Task brief:
Search the records for the line with "Task: point out the rocky summit, one". Output that line and each line after it, exactly, and stop at the end; omit pictures.

** START OF The data **

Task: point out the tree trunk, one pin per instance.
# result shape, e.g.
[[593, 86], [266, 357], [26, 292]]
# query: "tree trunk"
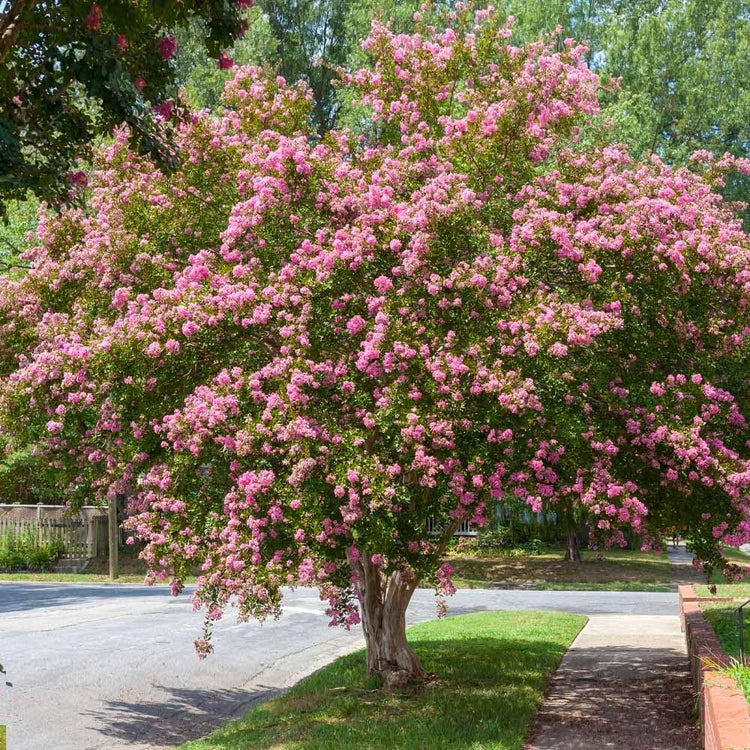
[[573, 550], [383, 601]]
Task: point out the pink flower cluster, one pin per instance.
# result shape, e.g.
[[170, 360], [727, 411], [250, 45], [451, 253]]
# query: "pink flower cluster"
[[292, 353]]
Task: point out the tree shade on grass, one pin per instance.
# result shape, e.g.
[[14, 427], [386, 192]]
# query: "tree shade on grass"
[[627, 570], [292, 353], [492, 670]]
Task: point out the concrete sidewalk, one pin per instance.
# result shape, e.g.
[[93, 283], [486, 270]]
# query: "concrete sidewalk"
[[624, 684]]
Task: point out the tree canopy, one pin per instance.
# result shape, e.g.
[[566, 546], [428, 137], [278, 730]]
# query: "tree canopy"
[[292, 352], [71, 70]]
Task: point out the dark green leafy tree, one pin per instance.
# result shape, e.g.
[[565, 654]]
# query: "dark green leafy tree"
[[70, 70], [683, 67]]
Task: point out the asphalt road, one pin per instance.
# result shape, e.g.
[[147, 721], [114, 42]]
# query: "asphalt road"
[[97, 667]]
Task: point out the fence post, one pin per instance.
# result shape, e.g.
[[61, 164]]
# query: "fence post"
[[114, 562], [39, 531]]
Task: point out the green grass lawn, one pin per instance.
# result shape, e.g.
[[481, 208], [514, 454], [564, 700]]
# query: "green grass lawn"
[[490, 672], [724, 620], [620, 570]]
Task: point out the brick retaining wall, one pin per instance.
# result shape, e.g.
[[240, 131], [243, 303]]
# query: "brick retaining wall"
[[724, 710]]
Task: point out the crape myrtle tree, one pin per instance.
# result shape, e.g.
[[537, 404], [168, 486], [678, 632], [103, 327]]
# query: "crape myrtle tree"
[[292, 352], [72, 69]]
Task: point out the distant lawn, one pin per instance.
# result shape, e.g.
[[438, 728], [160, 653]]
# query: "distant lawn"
[[491, 670], [620, 570]]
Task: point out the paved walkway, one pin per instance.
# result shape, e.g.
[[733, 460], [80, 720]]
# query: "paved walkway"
[[624, 684], [107, 667]]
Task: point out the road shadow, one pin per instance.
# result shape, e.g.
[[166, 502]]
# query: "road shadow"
[[182, 715], [20, 597]]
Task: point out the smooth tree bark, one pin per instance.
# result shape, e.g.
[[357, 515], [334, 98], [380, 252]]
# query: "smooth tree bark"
[[383, 601], [573, 547]]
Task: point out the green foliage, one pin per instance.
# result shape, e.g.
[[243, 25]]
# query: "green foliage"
[[683, 65], [71, 70], [24, 479], [198, 73], [24, 552], [21, 218]]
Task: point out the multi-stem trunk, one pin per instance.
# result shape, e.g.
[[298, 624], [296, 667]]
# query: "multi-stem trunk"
[[383, 601]]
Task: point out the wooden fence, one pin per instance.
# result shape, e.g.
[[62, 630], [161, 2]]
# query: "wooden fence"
[[79, 537]]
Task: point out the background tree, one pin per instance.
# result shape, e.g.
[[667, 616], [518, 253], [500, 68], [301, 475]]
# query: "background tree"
[[294, 351], [683, 67], [71, 70]]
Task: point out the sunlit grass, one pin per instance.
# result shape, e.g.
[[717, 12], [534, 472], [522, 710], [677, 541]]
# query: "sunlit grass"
[[490, 671]]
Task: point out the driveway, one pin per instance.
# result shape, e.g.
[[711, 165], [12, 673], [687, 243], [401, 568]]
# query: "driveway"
[[98, 667]]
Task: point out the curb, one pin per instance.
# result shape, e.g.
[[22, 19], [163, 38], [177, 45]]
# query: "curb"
[[724, 710]]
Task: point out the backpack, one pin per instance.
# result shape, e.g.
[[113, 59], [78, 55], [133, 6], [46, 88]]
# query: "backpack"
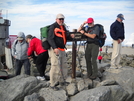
[[102, 36], [44, 36]]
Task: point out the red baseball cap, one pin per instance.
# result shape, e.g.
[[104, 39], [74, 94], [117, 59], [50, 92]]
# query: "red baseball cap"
[[90, 20]]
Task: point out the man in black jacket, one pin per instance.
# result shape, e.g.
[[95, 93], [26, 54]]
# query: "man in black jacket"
[[57, 38], [117, 34]]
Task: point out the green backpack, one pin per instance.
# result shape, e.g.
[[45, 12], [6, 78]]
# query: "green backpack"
[[44, 36]]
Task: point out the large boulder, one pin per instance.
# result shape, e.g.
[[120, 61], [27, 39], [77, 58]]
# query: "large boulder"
[[123, 77], [102, 93], [15, 89], [47, 94]]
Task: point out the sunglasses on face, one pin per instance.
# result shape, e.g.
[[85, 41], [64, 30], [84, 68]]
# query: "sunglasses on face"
[[61, 18]]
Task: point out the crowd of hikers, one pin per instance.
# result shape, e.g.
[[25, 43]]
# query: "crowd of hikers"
[[27, 47]]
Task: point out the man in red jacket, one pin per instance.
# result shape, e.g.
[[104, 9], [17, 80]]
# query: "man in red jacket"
[[35, 45]]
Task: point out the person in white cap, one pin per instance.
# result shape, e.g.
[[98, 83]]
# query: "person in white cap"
[[92, 47], [118, 35], [19, 52], [57, 38]]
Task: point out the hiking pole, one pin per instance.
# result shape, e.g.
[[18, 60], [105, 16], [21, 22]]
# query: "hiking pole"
[[60, 64]]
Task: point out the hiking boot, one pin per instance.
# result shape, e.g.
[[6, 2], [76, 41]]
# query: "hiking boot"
[[92, 77], [47, 77], [119, 66], [113, 67], [64, 83], [40, 78], [54, 88]]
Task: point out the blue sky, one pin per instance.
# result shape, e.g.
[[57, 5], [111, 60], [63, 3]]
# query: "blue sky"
[[30, 15]]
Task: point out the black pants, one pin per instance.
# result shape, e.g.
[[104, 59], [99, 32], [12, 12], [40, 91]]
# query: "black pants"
[[18, 66], [41, 62]]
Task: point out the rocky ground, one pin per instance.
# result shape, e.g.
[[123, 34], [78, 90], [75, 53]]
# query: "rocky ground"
[[110, 85]]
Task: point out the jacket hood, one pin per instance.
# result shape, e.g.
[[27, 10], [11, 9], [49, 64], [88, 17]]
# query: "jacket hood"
[[21, 36]]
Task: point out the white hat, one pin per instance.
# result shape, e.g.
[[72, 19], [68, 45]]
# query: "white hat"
[[20, 36], [60, 16]]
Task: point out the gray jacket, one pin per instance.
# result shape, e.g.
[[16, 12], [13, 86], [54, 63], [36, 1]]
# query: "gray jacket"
[[19, 50]]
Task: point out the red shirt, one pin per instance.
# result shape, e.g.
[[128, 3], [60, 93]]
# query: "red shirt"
[[35, 45]]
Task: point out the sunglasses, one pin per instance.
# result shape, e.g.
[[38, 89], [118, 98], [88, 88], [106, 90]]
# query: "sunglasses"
[[61, 18]]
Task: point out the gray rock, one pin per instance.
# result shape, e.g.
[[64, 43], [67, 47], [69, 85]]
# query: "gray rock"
[[108, 93], [96, 94], [33, 97], [106, 83], [84, 84], [124, 77], [47, 94], [72, 89], [15, 89]]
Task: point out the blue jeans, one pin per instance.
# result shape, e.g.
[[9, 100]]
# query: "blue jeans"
[[18, 66], [91, 54]]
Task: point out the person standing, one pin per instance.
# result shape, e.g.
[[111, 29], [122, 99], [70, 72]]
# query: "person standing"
[[19, 52], [118, 35], [92, 48], [57, 38], [99, 58], [35, 46]]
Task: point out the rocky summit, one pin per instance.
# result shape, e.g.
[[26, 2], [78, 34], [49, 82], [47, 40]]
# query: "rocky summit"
[[110, 85]]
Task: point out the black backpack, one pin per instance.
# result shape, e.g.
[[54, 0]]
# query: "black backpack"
[[102, 36], [44, 36]]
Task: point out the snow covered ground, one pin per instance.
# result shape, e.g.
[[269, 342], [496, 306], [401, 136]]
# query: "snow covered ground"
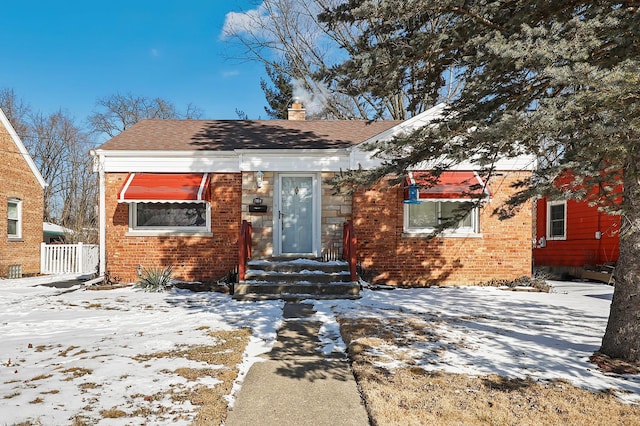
[[480, 331], [50, 337], [484, 330]]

** END OF The data **

Task response:
Task: point out the rocky summit, one pin per instance.
# result shape, e.g.
[[26, 2], [78, 34], [49, 82], [47, 40]]
# query: "rocky summit"
[[110, 85]]
Task: point out the black backpack, one pin per instance.
# result shape, e.g.
[[54, 0]]
# query: "black backpack"
[[102, 36], [44, 36]]
Task: point out the snow covered ground, one pin per instance.
# result shape, e.g.
[[269, 342], [496, 306], [401, 136]]
# query: "snow covered ground"
[[480, 331], [50, 337], [484, 330]]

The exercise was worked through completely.